EXERCISE DIRECTIONS
Rewrite the records between the lines holding "Would you mind identifying the white" and "30;24;43;38", inclusive, replacing "church wall" with "facade" and leaving everything else unchanged.

DATA ROWS
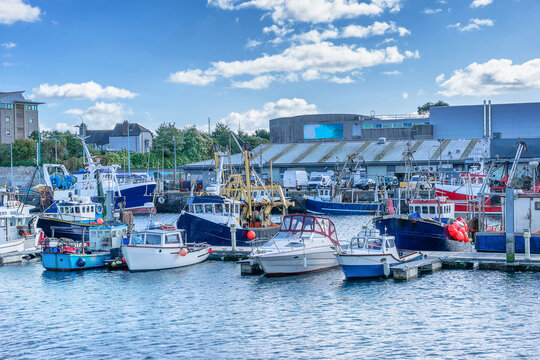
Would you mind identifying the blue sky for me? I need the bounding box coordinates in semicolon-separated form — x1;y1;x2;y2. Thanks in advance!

--

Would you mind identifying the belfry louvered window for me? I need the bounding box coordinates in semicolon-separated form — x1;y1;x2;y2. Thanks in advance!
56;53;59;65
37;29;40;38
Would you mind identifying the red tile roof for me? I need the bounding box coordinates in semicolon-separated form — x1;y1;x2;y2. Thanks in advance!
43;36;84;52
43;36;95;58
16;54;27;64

==

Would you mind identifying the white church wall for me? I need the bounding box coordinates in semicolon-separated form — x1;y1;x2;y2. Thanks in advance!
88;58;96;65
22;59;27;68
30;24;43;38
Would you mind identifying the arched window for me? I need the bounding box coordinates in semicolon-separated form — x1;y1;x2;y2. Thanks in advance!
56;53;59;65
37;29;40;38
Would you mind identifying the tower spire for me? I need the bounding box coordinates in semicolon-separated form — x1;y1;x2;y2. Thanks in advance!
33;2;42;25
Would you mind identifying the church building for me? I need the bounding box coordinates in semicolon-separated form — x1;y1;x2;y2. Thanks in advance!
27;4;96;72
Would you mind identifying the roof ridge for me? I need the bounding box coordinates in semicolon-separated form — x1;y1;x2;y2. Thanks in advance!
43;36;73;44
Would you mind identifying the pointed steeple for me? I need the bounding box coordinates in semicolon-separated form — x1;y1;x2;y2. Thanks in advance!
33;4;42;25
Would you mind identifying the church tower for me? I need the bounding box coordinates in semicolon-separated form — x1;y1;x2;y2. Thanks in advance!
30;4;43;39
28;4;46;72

OUTPUT OF THE EXERCISE
Would you mind identifying the white facade for me? I need the bounding box coordinates in semicolon-separated form — x1;y1;x2;y2. Thanks in advance!
88;58;96;65
22;59;27;68
30;24;43;38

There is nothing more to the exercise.